### Problem requirements
Locate each line below that contains the string "stem" and copy those lines in full. Treat uppercase and lowercase as different.

Records from a collection:
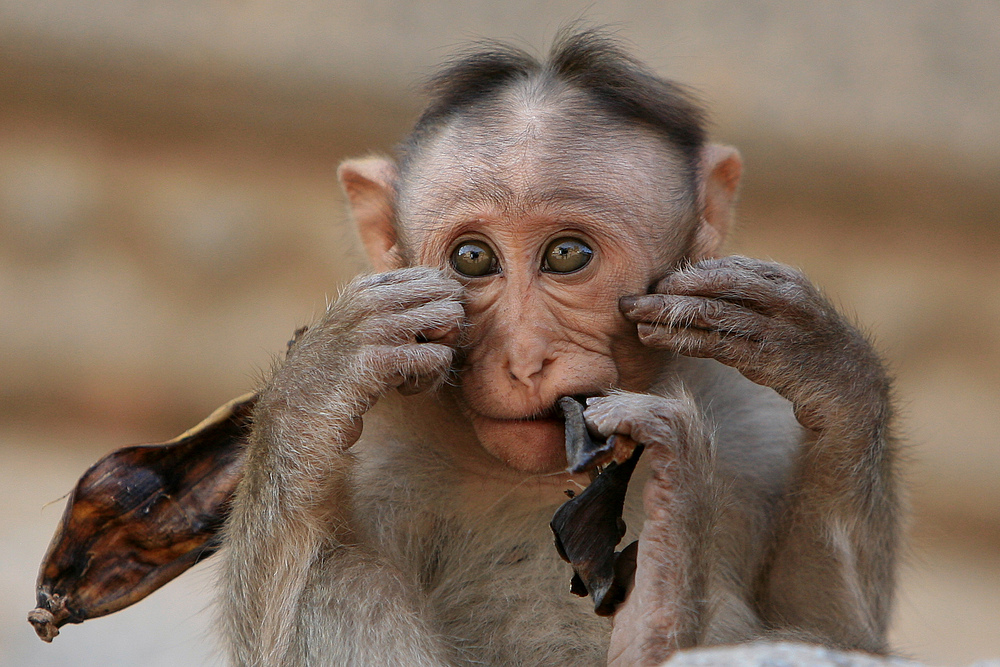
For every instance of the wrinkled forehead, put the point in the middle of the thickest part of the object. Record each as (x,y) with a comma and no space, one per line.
(537,157)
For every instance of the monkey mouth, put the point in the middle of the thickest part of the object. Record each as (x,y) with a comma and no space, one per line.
(552,412)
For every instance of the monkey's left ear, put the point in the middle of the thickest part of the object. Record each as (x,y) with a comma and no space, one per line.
(719,178)
(370,185)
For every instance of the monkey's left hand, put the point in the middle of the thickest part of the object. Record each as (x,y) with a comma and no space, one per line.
(770,323)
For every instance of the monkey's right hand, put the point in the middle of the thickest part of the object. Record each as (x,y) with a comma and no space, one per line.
(387,330)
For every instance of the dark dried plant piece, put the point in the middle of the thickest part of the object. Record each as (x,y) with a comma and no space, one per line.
(139,517)
(589,526)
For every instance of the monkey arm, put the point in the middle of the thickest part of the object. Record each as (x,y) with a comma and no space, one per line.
(668,607)
(291,551)
(830,576)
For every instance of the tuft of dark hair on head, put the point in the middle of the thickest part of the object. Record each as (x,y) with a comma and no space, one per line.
(594,61)
(590,60)
(478,72)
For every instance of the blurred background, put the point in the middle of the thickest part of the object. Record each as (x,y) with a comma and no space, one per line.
(169,214)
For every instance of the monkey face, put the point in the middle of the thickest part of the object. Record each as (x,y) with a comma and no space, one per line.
(546,234)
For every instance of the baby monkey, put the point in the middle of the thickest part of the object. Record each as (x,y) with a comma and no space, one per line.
(520,243)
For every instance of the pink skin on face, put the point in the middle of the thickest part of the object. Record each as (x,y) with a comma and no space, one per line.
(536,335)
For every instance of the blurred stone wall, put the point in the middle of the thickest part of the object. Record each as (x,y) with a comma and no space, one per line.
(169,212)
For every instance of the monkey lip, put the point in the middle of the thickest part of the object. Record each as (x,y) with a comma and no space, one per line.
(551,413)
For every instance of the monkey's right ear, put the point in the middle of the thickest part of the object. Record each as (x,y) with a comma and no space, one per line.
(370,185)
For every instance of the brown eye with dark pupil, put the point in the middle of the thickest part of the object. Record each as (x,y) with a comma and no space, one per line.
(566,255)
(473,258)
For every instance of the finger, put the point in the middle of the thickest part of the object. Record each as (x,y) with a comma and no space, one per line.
(421,366)
(687,312)
(384,293)
(767,287)
(435,321)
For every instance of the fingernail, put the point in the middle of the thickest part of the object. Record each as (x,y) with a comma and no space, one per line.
(628,302)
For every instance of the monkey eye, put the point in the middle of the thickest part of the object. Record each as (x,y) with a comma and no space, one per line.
(566,255)
(474,258)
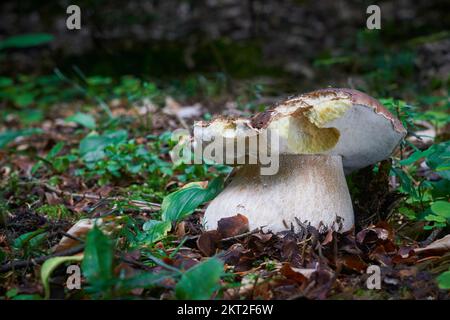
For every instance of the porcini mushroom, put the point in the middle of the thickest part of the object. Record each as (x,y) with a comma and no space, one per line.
(322,135)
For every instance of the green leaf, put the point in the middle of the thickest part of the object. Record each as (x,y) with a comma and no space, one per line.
(50,265)
(98,259)
(439,159)
(92,146)
(155,230)
(444,280)
(441,208)
(83,119)
(200,282)
(9,136)
(26,40)
(183,202)
(6,82)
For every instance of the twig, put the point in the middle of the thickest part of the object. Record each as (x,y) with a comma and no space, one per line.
(14,265)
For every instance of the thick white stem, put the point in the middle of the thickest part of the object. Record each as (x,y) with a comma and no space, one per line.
(311,188)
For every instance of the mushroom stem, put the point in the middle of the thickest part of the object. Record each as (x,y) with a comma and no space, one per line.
(311,188)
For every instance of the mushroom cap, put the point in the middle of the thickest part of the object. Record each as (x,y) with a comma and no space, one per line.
(332,121)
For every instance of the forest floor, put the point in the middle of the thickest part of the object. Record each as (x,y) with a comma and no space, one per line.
(86,174)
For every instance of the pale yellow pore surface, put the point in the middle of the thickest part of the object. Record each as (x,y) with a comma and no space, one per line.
(297,135)
(311,188)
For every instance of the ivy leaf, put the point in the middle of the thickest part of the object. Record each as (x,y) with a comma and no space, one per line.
(183,202)
(50,265)
(97,264)
(83,119)
(200,281)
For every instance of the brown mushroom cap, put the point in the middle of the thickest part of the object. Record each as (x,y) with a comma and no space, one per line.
(333,121)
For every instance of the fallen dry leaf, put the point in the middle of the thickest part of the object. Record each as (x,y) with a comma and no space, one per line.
(233,226)
(437,247)
(208,242)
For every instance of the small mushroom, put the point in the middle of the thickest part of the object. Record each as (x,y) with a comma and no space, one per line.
(322,135)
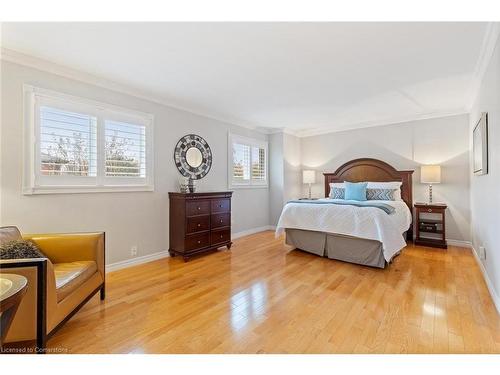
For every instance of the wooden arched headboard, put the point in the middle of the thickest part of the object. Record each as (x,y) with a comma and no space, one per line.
(367,169)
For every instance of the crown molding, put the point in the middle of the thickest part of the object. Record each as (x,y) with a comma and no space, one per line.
(47,66)
(382,122)
(67,72)
(485,54)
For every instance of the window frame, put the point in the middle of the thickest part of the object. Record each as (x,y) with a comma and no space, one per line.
(36,183)
(251,142)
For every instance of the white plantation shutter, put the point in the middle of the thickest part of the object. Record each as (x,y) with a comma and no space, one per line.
(258,164)
(125,149)
(68,143)
(241,162)
(248,162)
(79,145)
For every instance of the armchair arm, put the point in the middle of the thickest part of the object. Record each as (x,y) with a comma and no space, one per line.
(71,247)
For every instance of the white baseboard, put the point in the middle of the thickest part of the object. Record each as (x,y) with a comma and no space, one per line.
(135,261)
(252,231)
(459,243)
(163,254)
(494,295)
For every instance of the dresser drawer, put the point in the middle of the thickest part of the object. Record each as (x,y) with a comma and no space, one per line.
(197,223)
(432,210)
(221,220)
(197,241)
(220,236)
(221,205)
(201,207)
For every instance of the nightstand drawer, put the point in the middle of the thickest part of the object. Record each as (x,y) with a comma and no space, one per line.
(432,210)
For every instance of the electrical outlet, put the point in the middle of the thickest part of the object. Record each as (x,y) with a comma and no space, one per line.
(482,252)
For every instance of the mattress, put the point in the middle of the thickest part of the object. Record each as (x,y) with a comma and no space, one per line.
(367,223)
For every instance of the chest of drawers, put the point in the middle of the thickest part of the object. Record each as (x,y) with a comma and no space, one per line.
(199,222)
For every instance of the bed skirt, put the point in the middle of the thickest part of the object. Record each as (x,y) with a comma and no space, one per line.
(337,246)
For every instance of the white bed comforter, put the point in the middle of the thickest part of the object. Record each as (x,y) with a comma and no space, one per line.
(363,222)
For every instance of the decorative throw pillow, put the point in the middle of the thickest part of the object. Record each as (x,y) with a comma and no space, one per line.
(380,194)
(355,191)
(337,193)
(20,249)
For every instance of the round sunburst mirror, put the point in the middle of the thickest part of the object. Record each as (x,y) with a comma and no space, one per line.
(193,157)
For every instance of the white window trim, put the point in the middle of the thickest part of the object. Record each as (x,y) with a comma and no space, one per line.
(32,95)
(251,184)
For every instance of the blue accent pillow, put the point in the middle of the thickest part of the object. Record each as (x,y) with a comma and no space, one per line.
(355,191)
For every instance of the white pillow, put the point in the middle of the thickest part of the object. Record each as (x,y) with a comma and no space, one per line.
(395,185)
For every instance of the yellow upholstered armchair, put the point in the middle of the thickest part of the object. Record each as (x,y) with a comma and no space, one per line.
(59,285)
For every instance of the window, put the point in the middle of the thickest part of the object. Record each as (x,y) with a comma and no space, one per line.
(247,162)
(77,145)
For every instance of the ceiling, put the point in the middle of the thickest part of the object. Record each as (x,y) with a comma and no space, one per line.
(302,77)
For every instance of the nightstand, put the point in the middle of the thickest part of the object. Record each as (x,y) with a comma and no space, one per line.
(430,224)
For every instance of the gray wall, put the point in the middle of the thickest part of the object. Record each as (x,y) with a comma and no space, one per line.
(129,219)
(485,190)
(443,141)
(276,176)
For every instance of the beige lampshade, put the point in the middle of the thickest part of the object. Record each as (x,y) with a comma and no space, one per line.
(430,174)
(308,176)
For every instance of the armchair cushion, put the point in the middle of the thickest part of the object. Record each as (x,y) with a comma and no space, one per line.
(69,276)
(8,234)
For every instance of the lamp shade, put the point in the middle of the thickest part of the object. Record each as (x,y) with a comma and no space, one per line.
(308,176)
(430,174)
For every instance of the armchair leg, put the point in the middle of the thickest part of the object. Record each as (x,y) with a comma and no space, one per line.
(103,293)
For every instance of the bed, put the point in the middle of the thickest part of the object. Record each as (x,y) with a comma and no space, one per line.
(365,235)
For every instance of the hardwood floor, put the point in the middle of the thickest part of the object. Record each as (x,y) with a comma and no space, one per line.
(261,298)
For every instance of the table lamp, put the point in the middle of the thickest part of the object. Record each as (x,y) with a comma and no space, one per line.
(309,177)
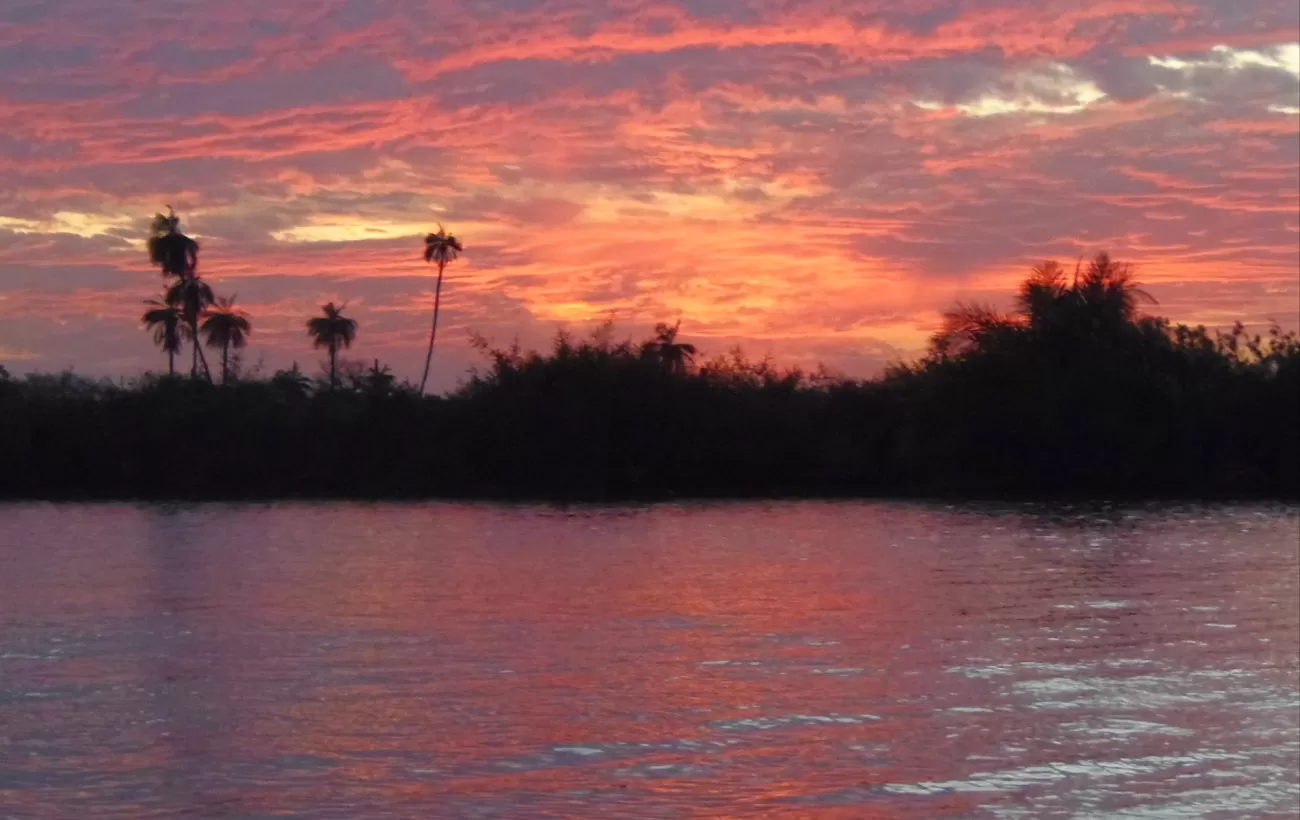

### Response below
For every instance of the thick white stem, put the point in the middle of the thickest part of the object. Record each as (x,y) with a comma and no space, one per line.
For every instance of the mushroom stem, put the point in the middle of the thickest part of the object. Record each as (x,y) with a comma and no space, one per line.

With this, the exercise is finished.